** begin Input records **
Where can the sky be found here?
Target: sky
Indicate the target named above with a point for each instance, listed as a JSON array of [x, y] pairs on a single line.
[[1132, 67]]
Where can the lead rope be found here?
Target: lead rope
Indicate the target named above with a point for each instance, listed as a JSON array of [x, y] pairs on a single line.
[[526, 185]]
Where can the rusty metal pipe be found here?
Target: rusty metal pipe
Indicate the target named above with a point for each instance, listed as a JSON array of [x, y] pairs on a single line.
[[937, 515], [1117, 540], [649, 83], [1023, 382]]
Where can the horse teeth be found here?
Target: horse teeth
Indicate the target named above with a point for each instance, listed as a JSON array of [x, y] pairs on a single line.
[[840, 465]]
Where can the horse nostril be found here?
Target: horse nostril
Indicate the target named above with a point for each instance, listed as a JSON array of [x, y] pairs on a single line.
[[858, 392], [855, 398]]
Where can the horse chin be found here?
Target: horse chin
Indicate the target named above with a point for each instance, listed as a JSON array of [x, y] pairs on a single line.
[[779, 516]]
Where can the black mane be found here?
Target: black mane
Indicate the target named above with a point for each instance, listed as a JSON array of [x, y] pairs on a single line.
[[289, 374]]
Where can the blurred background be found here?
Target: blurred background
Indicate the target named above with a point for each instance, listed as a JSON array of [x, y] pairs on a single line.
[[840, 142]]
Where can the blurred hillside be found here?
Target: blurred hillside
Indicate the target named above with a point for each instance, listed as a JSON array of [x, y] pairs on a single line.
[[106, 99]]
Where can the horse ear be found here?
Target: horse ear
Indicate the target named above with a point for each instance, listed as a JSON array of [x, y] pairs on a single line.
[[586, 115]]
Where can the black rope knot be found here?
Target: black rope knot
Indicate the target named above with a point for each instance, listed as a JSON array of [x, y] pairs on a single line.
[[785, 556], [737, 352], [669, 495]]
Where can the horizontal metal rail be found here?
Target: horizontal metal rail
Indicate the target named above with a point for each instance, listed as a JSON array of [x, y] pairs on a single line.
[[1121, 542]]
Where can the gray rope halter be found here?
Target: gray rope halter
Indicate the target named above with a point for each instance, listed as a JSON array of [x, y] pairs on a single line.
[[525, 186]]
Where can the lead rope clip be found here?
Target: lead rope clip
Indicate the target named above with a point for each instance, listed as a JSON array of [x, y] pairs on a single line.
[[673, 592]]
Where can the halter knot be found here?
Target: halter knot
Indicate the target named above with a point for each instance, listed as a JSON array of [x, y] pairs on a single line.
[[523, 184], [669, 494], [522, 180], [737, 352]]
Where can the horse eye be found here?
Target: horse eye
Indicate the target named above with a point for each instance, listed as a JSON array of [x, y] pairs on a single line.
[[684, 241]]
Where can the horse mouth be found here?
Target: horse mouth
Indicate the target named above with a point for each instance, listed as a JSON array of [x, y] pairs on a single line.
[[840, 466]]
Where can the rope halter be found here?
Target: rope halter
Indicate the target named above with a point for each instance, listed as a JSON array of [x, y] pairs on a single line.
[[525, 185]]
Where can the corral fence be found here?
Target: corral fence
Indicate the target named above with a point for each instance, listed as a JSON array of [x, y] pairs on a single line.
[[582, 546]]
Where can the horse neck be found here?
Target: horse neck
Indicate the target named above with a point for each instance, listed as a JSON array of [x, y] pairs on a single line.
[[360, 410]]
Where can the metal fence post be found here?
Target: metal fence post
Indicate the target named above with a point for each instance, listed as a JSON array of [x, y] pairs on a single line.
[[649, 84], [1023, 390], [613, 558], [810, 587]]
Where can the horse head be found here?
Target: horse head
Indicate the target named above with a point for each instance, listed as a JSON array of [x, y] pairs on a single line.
** end Input records **
Requirement: Rewrite everything from the line containing "Where can the rope halter be found here?" down to the line containing "[[582, 546]]" with "corral fence" replaced by "paddock fence". Keep every other part of those lines unchanged.

Result:
Where can the rope halter be found here?
Target: rope halter
Indicate the target named above with a point for each instance, listed as a JSON array of [x, y] pairs on a single line.
[[525, 185]]
Where can the paddock fence be found here?
Target: paddock fence
Indicate the target named above with a point for each instance, listed as a JSON array of [x, y] pairs on a single line.
[[582, 546]]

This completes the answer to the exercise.